* **記事**:
作品の琵琶監修&演奏を担当した後藤幸浩さんが
《祇園精舎》を解説!

アニメ「平家物語」の影響かと思いますが、「物語の冒頭に出てくる "祇園精舎" というのは何処にあるの?京都?」というような記事やツイートをいくつか目にしました。

「平家物語」原文では

「祇園精舎の鐘の声 諸行無常の響きあり
沙羅双樹の花の色
盛者 必衰の理 (ことわり) をあらわす
おごれる人も久しからず
ただ春の夜の夢の如し
たけき者もついには滅びぬ
ひとえに風の前の塵に同じ」

とあり、原作となった古川日出男氏訳の「平家物語」を見てみますと……

「祇園精舎の鐘を聞いてごらんなさい。ほら、お釈迦様が尊い教えを説かれた遠い昔の天竺のお寺の、
その鐘の音を耳にしたのだと想ってごらんなさい。

諸行無常、あらゆる存在は形をとどめないものだよと告げる響きがございますから。

それから沙羅双樹の花の色を見てごらんなさい。ほら、お釈迦様がこの世を去りなさるのに立ち会って、
悲しみのあまりに白い花を咲かせた樹々の、その彩りを目にしたのだと思い描いてごらんなさい。

盛者必衰、いまが得意の絶頂にある誰であろうと必ずや衰え、消え入るのだよとの道理が覚られるので
ございますから。

はい、ほんとの春の夢のよう。驕り高ぶった人が、永久には驕りつづけられないことがでございますよ。
それからまた、まったく風の前の塵とおんなじ。破竹の勢いの者とても遂には滅んでしまうことがございますよ。ああ、儚い、儚い。」

となっています。

《祇園精舎》ははるか昔、お釈迦様に帰依した須達 (しゅだつ) という長者が、お釈迦様に献上した寺の名。その一角に無常堂という、病気で先の短い僧侶が暮らすためのお堂がありました。僧が亡くなると、堂の四隅に吊された水晶の鐘が《諸行無常》を感じさせるように鳴る……これが「祇園精舎の鐘の声 諸行無常の響きあり」という一節の意味です。普通のお寺の大きい鐘が、除夜の鐘のようにゴーンと鳴るのとはイメージが違いますね。"無常" は死も意味しますので、《諸行無常》 の響きは "死" にまつわるさまざまな想いや考えを呼び起こしたのでしょう。

保存済みデータ項目

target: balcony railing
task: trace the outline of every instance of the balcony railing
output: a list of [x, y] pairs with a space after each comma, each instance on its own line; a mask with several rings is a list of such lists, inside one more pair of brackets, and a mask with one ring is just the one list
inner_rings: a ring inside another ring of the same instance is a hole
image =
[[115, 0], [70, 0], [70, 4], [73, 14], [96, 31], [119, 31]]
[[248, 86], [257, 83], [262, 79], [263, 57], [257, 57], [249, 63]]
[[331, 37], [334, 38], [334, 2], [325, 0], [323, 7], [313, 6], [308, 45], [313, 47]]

* **演習の構成**:
• a. 祇園精舎の解説記事について、次の問いに答えてください。
(i) 祇園精舎をお釈迦様に献上した長者の名は何ですか。
(ii) 無常堂の四隅に吊されていた鐘は何でできていましたか。
(iii) 古川日出男氏訳では、沙羅双樹の樹々は悲しみのあまりに何色の花を咲かせたとされていますか。
• b. 祇園精舎の解説記事から、「とあり、原作となった古川日出男氏訳の「平家物語」を見てみますと……」から「だと思い描いてごらんなさい。」までの部分を、両端の語句も含めてそのまま書き写して返してください。

* **演習の解答**:
• a.
(i) 須達(しゅだつ)
(ii) 水晶
(iii) 白

• b.
とあり、原作となった古川日出男氏訳の「平家物語」を見てみますと……

「祇園精舎の鐘を聞いてごらんなさい。ほら、お釈迦様が尊い教えを説かれた遠い昔の天竺のお寺の、
その鐘の音を耳にしたのだと想ってごらんなさい。

諸行無常、あらゆる存在は形をとどめないものだよと告げる響きがございますから。

それから沙羅双樹の花の色を見てごらんなさい。ほら、お釈迦様がこの世を去りなさるのに立ち会って、
悲しみのあまりに白い花を咲かせた樹々の、その彩りを目にしたのだと思い描いてごらんなさい。